- **The request**
Please count the lines in the items below that contain the string "surface", matching case exactly. Reply with the number only.

____________

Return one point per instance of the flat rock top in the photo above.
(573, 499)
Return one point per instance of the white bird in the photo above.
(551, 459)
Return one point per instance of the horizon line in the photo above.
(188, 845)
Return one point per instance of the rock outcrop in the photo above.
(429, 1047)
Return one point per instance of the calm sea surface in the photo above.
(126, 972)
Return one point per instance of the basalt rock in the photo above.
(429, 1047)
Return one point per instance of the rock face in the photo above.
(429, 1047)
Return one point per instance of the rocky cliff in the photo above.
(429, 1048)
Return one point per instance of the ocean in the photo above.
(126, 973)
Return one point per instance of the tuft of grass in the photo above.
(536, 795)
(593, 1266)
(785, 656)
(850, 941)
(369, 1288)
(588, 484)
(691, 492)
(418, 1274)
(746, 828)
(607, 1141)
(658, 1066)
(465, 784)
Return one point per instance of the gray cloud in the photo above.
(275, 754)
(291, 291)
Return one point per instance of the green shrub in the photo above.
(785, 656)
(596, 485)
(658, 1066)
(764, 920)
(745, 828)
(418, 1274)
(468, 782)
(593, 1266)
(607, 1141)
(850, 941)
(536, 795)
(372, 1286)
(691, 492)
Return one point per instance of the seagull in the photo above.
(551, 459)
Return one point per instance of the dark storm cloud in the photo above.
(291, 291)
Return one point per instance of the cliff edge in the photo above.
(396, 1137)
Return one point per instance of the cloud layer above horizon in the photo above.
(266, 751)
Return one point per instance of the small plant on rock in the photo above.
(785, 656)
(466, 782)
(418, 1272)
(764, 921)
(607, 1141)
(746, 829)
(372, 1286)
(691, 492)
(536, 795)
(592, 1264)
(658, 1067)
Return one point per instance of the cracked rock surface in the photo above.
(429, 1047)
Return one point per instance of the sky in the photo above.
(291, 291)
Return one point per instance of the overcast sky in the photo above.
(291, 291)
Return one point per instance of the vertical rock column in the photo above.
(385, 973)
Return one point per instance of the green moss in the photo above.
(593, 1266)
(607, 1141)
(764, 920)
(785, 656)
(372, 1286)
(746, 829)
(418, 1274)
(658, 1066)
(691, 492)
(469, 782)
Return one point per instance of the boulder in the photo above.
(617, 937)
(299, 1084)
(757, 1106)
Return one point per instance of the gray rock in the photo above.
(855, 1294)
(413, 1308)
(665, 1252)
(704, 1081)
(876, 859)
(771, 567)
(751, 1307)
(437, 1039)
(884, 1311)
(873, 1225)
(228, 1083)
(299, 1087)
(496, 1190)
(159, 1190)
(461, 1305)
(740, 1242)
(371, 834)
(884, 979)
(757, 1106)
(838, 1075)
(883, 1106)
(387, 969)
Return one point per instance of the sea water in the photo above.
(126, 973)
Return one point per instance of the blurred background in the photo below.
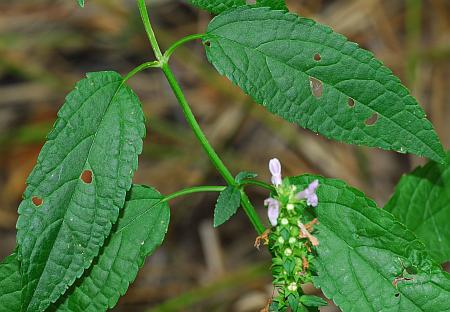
(48, 45)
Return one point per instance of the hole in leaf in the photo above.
(351, 102)
(86, 176)
(37, 201)
(372, 119)
(316, 87)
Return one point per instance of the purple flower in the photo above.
(275, 170)
(273, 210)
(310, 194)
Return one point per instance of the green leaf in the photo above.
(138, 232)
(307, 74)
(78, 186)
(10, 286)
(227, 204)
(364, 251)
(217, 6)
(274, 4)
(422, 202)
(244, 175)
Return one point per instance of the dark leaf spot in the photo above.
(37, 201)
(351, 102)
(372, 119)
(316, 87)
(86, 176)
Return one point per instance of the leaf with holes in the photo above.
(138, 232)
(78, 186)
(422, 201)
(10, 286)
(227, 204)
(369, 261)
(217, 6)
(305, 73)
(274, 4)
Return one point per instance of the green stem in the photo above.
(258, 183)
(148, 29)
(195, 189)
(141, 68)
(217, 162)
(180, 42)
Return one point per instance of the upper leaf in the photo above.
(78, 186)
(10, 289)
(138, 232)
(367, 260)
(217, 6)
(227, 204)
(307, 74)
(422, 201)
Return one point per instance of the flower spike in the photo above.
(275, 170)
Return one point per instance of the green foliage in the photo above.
(305, 73)
(227, 204)
(274, 4)
(78, 186)
(244, 175)
(217, 6)
(10, 286)
(367, 260)
(138, 232)
(422, 201)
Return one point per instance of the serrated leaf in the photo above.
(217, 6)
(422, 202)
(227, 204)
(364, 252)
(10, 286)
(274, 4)
(138, 232)
(313, 301)
(78, 186)
(244, 175)
(307, 74)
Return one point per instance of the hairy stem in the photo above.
(140, 68)
(182, 41)
(215, 159)
(191, 190)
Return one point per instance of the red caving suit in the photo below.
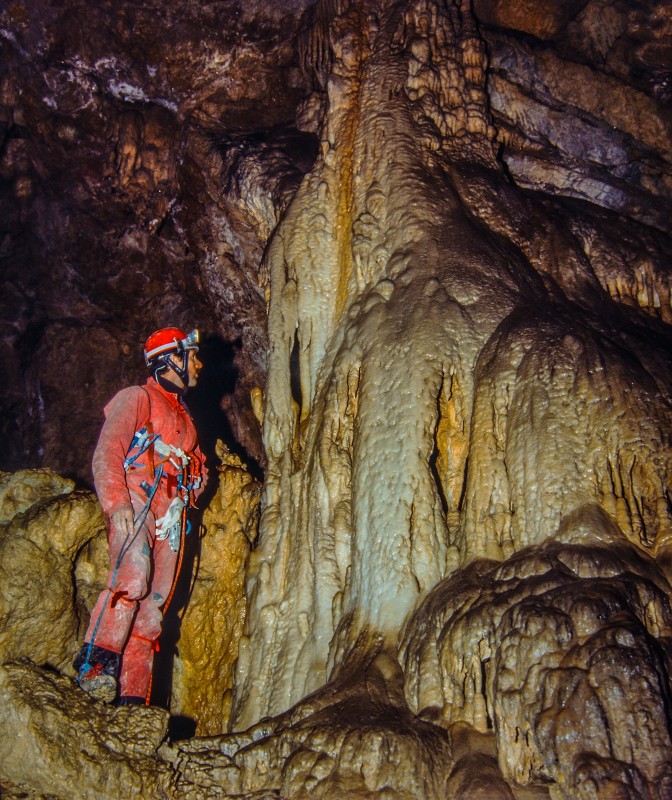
(127, 617)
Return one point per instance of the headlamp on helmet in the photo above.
(166, 342)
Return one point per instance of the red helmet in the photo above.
(169, 340)
(162, 344)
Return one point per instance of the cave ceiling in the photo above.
(149, 149)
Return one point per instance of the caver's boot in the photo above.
(97, 670)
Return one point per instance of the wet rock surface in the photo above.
(437, 237)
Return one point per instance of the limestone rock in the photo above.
(563, 651)
(213, 620)
(46, 525)
(58, 741)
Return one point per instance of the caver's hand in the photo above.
(122, 519)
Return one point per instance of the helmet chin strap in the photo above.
(165, 363)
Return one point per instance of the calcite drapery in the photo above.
(458, 359)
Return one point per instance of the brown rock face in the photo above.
(437, 235)
(125, 135)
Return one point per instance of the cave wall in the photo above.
(146, 153)
(435, 233)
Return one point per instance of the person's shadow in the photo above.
(217, 379)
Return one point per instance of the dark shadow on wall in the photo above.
(217, 379)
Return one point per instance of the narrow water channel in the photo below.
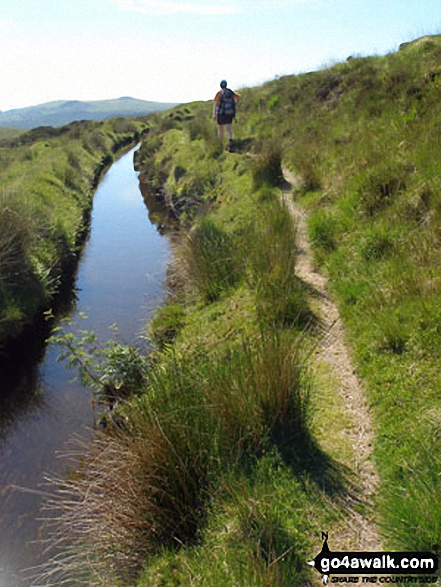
(120, 280)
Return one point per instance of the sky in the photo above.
(179, 50)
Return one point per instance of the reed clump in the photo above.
(147, 483)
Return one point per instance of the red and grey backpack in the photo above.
(227, 104)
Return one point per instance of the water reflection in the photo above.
(120, 279)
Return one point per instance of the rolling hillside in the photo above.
(62, 112)
(235, 442)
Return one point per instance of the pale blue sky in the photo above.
(179, 50)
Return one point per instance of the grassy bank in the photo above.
(225, 474)
(47, 180)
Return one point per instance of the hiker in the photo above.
(224, 111)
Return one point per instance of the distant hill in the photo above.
(63, 112)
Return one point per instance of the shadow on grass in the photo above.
(309, 462)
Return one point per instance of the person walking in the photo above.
(224, 111)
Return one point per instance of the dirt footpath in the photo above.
(361, 533)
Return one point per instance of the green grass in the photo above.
(231, 457)
(47, 179)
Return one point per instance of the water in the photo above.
(120, 280)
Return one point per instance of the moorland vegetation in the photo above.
(228, 454)
(47, 180)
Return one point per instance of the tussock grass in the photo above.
(47, 177)
(148, 482)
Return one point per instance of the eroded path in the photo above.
(360, 533)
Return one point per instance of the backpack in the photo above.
(227, 103)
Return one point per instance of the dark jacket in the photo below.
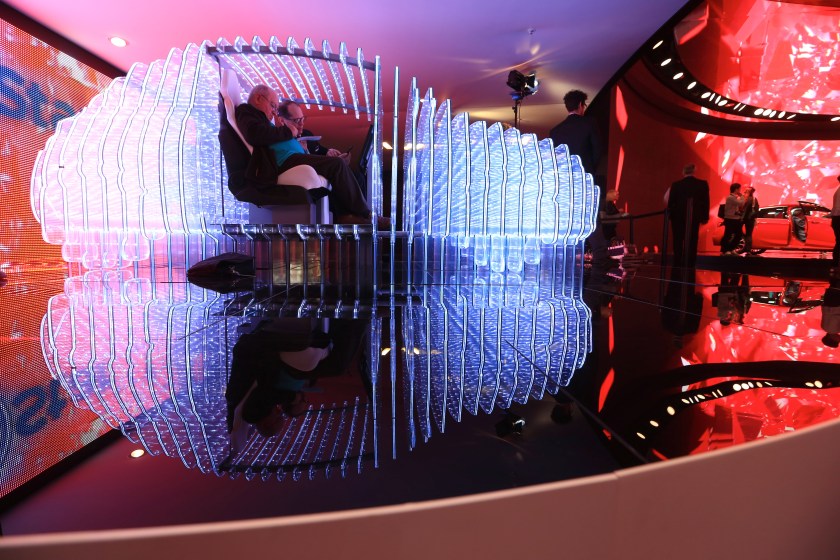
(260, 133)
(689, 190)
(580, 134)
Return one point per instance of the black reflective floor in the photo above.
(348, 372)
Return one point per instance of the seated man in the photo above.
(276, 150)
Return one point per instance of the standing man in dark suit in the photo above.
(688, 207)
(578, 132)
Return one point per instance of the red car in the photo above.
(803, 226)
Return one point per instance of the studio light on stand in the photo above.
(522, 87)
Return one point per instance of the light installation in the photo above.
(503, 192)
(143, 161)
(480, 340)
(152, 360)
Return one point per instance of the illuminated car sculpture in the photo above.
(801, 226)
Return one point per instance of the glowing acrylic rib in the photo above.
(326, 52)
(498, 190)
(490, 339)
(142, 160)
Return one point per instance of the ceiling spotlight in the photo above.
(521, 84)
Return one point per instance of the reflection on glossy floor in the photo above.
(385, 379)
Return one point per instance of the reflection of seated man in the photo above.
(830, 321)
(733, 298)
(274, 367)
(276, 150)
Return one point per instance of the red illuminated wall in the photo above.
(39, 85)
(777, 55)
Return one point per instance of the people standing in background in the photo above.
(579, 132)
(688, 206)
(750, 212)
(732, 222)
(835, 225)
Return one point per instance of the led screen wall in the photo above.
(781, 56)
(39, 85)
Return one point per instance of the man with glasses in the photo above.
(276, 149)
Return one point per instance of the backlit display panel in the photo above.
(39, 86)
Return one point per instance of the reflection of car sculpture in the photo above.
(799, 226)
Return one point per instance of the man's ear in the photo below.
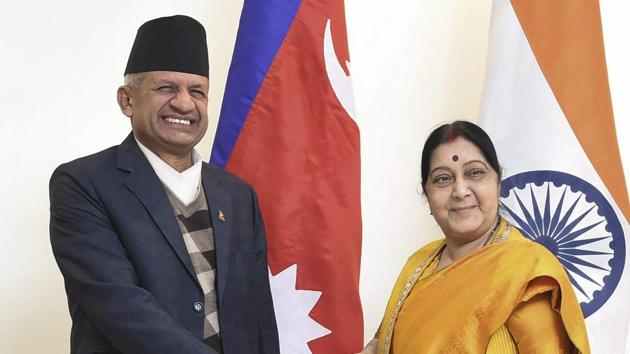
(125, 102)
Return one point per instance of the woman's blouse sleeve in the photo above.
(537, 328)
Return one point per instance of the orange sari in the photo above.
(464, 307)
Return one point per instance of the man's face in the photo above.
(168, 111)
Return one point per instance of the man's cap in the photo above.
(175, 43)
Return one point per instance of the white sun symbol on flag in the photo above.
(292, 306)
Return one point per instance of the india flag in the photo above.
(547, 107)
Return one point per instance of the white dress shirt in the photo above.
(184, 185)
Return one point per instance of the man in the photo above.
(160, 252)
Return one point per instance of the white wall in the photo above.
(414, 64)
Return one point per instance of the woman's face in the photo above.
(463, 191)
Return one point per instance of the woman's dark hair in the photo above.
(449, 132)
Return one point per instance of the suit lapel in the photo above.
(145, 185)
(220, 213)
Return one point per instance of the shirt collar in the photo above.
(185, 184)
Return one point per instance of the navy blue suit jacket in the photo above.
(131, 285)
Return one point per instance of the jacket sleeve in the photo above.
(267, 327)
(100, 279)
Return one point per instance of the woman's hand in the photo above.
(370, 348)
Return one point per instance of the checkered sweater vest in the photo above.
(196, 226)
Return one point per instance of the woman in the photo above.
(484, 288)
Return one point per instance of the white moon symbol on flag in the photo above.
(341, 84)
(292, 306)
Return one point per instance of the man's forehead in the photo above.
(177, 77)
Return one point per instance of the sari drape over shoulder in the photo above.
(464, 307)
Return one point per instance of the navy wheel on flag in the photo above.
(573, 220)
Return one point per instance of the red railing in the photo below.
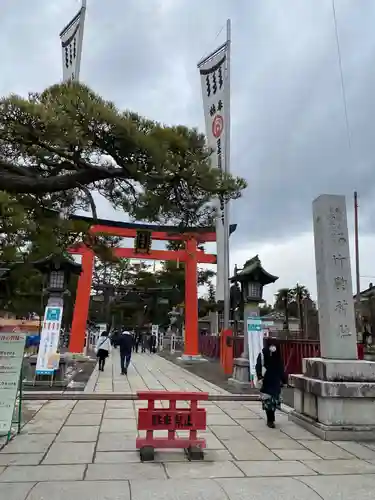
(292, 351)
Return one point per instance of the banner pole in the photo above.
(83, 10)
(227, 171)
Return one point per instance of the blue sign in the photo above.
(53, 314)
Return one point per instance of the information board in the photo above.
(12, 346)
(48, 358)
(255, 341)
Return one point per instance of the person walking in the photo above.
(271, 376)
(102, 349)
(125, 343)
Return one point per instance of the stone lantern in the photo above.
(57, 271)
(252, 278)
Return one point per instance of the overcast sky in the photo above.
(289, 138)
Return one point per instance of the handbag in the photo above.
(100, 345)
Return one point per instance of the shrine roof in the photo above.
(148, 227)
(253, 269)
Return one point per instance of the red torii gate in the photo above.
(191, 256)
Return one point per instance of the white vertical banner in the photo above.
(255, 337)
(48, 357)
(214, 73)
(71, 45)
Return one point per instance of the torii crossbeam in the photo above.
(191, 256)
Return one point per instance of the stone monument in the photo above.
(335, 396)
(253, 277)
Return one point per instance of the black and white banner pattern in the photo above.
(213, 80)
(71, 45)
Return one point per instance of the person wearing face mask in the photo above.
(270, 372)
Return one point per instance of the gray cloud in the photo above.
(288, 130)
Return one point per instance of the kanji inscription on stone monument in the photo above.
(338, 338)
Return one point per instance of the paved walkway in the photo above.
(86, 451)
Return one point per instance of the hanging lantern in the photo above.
(142, 242)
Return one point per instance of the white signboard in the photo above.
(12, 346)
(213, 72)
(155, 331)
(48, 358)
(255, 341)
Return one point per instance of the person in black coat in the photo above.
(125, 341)
(270, 372)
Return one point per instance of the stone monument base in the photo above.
(335, 399)
(187, 358)
(241, 373)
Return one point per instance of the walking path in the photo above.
(85, 450)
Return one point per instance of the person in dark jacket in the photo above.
(270, 372)
(125, 342)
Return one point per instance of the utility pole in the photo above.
(357, 274)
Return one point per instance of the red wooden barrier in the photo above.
(171, 419)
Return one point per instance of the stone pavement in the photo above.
(85, 450)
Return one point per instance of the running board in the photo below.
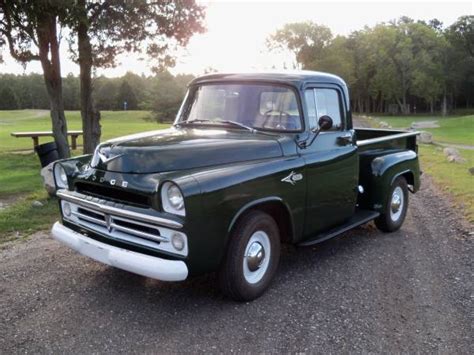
(359, 217)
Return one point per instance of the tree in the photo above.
(8, 99)
(28, 24)
(168, 95)
(306, 40)
(126, 94)
(101, 30)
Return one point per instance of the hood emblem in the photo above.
(107, 159)
(293, 178)
(108, 222)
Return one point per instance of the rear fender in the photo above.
(378, 176)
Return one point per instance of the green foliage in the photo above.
(114, 124)
(457, 130)
(8, 99)
(141, 92)
(126, 97)
(404, 63)
(167, 96)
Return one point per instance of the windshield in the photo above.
(268, 107)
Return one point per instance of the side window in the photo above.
(327, 103)
(311, 108)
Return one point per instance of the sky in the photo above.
(237, 30)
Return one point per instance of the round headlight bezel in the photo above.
(60, 177)
(172, 199)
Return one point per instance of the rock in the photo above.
(48, 179)
(37, 204)
(450, 151)
(383, 124)
(425, 138)
(425, 124)
(453, 156)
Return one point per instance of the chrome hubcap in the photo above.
(256, 257)
(396, 204)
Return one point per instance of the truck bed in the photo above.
(372, 139)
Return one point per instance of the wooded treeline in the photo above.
(162, 93)
(402, 66)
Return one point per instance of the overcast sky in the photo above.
(236, 32)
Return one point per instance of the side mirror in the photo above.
(325, 123)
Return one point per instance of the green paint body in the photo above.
(224, 172)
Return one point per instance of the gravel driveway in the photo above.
(365, 291)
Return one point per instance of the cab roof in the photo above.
(296, 78)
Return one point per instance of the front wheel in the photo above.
(395, 209)
(252, 257)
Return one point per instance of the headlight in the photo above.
(60, 176)
(172, 199)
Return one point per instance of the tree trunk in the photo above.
(90, 115)
(444, 106)
(50, 61)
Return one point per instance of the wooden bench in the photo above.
(35, 136)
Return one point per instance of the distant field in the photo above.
(455, 129)
(114, 124)
(450, 177)
(20, 182)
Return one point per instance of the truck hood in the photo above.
(183, 148)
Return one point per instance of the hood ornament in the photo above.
(293, 178)
(104, 156)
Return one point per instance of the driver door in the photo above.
(332, 164)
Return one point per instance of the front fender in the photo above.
(227, 192)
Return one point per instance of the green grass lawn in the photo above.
(114, 124)
(20, 181)
(451, 177)
(453, 129)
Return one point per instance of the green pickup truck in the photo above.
(252, 161)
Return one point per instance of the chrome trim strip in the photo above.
(119, 212)
(89, 218)
(386, 138)
(141, 264)
(139, 233)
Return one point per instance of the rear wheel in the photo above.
(252, 257)
(395, 208)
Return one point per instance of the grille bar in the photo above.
(97, 206)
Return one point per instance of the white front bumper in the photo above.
(141, 264)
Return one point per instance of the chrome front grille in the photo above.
(120, 224)
(113, 223)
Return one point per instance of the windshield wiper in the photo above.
(234, 123)
(238, 124)
(183, 123)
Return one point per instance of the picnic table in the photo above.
(35, 136)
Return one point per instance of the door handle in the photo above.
(345, 139)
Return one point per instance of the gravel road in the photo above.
(365, 291)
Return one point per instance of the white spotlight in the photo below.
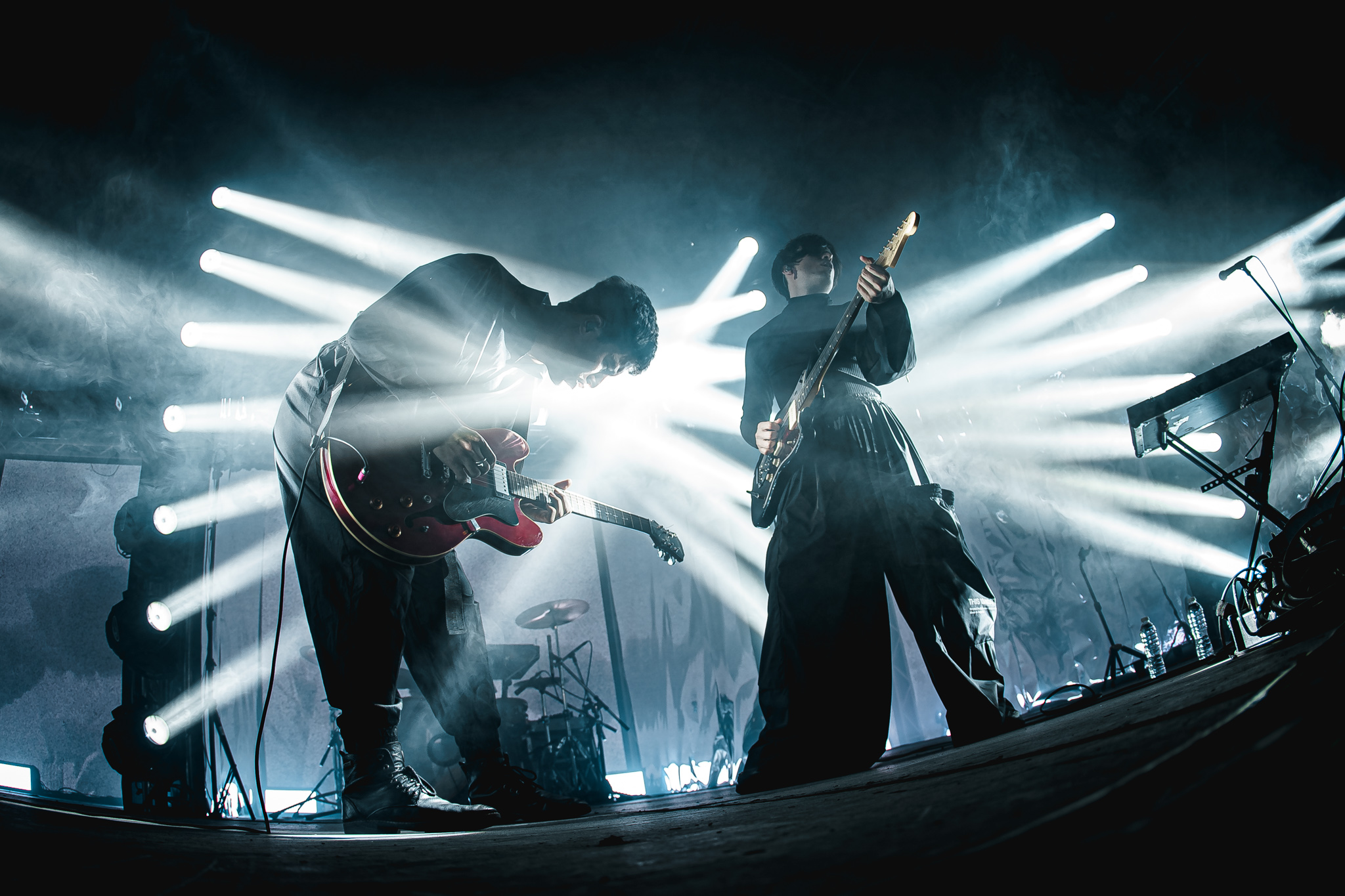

____________

- **Final result**
3